**CHALLENGE:** Reproduce verbatim every line of the records below, from the line containing "the bicycle wheel?" through the last line of the records, both included.

[START]

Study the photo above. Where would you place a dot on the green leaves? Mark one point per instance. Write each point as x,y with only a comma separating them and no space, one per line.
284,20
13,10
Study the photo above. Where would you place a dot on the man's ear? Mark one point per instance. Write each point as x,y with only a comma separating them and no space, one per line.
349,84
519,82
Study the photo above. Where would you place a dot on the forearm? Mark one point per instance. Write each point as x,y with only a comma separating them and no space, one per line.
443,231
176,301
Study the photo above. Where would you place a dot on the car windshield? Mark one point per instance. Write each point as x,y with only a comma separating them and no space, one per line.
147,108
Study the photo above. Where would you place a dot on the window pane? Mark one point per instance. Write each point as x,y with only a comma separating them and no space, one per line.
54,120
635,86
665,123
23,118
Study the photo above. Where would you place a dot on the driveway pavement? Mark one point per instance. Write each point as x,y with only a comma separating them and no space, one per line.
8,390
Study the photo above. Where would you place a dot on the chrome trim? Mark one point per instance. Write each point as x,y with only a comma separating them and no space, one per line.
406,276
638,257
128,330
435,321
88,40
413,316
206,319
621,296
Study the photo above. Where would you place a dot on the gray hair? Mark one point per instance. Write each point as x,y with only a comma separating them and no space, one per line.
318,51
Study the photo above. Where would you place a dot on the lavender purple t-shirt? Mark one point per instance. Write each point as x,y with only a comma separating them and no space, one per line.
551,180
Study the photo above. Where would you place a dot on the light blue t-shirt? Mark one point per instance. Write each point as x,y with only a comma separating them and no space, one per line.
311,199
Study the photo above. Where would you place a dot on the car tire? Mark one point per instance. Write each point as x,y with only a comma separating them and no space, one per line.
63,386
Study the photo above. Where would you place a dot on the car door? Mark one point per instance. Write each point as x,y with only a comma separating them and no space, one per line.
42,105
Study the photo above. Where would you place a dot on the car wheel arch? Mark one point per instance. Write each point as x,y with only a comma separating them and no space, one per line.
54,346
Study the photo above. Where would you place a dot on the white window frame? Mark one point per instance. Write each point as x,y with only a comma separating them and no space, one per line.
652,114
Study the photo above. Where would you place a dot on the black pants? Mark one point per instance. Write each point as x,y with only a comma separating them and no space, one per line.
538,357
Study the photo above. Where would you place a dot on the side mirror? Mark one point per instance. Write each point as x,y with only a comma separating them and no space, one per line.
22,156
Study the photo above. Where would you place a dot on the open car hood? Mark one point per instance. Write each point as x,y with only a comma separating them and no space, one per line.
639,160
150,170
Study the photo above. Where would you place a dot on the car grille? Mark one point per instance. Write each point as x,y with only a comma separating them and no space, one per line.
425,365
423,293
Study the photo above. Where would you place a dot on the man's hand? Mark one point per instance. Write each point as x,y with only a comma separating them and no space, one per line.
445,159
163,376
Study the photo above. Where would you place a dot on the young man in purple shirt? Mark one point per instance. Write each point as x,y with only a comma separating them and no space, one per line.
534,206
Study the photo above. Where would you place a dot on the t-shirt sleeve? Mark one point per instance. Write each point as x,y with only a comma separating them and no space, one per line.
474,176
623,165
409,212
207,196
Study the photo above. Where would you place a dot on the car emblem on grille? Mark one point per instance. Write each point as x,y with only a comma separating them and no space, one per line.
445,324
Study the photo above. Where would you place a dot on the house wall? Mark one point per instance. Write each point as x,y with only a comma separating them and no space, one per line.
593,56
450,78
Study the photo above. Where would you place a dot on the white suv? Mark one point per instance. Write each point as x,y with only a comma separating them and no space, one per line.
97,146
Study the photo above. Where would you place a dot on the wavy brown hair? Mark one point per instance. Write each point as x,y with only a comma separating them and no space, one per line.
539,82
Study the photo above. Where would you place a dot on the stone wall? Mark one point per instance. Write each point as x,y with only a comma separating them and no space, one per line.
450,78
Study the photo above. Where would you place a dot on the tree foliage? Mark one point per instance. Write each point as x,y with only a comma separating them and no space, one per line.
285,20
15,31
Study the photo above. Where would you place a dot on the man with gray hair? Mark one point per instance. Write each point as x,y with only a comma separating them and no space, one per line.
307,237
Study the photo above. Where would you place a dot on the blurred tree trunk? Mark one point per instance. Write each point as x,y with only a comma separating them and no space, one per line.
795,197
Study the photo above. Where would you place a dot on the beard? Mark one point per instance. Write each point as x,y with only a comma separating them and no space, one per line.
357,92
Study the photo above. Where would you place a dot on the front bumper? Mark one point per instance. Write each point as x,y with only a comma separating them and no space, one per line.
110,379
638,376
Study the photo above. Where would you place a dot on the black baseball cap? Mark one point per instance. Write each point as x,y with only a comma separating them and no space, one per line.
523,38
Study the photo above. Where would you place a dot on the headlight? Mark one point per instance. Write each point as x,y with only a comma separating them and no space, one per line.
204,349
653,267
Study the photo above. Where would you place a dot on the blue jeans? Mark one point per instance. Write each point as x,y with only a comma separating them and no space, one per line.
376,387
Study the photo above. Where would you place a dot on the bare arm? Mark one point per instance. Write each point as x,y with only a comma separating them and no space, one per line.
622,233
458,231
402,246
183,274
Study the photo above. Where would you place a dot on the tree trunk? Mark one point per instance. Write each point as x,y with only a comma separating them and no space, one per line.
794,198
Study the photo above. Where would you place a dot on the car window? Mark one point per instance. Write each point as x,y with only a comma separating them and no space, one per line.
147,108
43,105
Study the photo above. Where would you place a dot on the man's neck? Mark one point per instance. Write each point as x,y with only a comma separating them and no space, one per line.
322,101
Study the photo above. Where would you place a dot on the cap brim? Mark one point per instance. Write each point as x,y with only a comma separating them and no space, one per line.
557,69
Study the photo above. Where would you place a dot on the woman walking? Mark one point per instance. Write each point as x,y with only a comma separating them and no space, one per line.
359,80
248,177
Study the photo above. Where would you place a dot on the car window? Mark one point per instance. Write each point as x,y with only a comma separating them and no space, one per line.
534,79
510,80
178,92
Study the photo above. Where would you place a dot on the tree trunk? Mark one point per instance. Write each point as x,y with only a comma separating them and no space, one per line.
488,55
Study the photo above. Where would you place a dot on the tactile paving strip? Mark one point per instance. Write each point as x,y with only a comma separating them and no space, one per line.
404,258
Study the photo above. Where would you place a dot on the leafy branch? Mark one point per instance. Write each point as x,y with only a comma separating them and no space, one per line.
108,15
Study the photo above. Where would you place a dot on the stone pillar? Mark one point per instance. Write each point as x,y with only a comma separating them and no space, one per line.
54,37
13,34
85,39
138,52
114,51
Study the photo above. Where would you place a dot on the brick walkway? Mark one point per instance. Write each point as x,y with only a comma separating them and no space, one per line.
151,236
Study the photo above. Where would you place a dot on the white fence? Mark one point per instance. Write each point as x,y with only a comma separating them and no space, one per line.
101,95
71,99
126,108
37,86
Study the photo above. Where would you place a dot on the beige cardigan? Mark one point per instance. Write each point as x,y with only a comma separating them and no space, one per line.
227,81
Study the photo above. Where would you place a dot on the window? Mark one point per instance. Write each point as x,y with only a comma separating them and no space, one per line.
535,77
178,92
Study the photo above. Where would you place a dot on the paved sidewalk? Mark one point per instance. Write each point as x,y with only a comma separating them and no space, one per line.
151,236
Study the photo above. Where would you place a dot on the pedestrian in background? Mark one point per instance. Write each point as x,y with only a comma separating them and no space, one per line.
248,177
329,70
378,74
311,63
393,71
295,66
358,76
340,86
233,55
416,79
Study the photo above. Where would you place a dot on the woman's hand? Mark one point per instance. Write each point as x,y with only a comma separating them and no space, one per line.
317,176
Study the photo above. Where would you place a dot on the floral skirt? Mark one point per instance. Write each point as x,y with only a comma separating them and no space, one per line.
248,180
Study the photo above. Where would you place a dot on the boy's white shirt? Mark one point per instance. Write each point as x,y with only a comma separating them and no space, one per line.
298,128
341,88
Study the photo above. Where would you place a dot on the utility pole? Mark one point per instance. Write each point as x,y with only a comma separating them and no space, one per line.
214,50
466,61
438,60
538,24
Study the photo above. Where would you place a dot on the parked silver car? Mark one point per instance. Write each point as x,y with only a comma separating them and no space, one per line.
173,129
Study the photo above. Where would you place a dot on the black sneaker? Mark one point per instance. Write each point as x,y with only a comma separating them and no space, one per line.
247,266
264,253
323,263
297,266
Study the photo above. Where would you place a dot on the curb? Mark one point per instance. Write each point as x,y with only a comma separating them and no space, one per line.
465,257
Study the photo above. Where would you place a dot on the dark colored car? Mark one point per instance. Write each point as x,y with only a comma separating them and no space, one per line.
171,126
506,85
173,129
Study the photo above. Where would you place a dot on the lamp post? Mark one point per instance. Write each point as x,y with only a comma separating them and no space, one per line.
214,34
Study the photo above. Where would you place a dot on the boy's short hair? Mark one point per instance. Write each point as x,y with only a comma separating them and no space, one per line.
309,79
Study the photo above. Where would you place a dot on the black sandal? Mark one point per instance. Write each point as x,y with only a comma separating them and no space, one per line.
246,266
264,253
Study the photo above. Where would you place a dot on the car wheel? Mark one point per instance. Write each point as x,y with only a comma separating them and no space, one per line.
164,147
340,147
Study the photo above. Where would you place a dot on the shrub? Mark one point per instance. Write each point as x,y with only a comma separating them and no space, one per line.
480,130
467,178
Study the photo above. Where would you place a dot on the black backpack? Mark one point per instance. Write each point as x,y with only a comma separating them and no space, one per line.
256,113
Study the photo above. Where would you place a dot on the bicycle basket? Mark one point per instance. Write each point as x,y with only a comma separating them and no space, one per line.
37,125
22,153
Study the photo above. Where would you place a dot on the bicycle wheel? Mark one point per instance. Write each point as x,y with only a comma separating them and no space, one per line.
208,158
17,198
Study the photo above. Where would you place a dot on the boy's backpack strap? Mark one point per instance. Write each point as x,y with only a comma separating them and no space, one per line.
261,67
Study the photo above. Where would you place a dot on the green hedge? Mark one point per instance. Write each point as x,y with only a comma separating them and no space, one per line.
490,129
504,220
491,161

[END]

**COMPLETE RESPONSE:**
Study the photo above. Where would you place a dot on the bicycle wheel? Mark one point per instance. Write each point as x,y with only a comma separating them and no space, one per line.
208,158
17,198
Study the photo above. Where would you place a dot on the boy's backpack strap? Mark one point per instance. Write each point as x,y with only a comma separating them and no space, one per line.
261,67
Study the photo above. Where would you place a dot on the green hedge? Mark one point per instance. Write each point as x,y with only a comma separating them and no space, one per line.
490,129
504,220
491,161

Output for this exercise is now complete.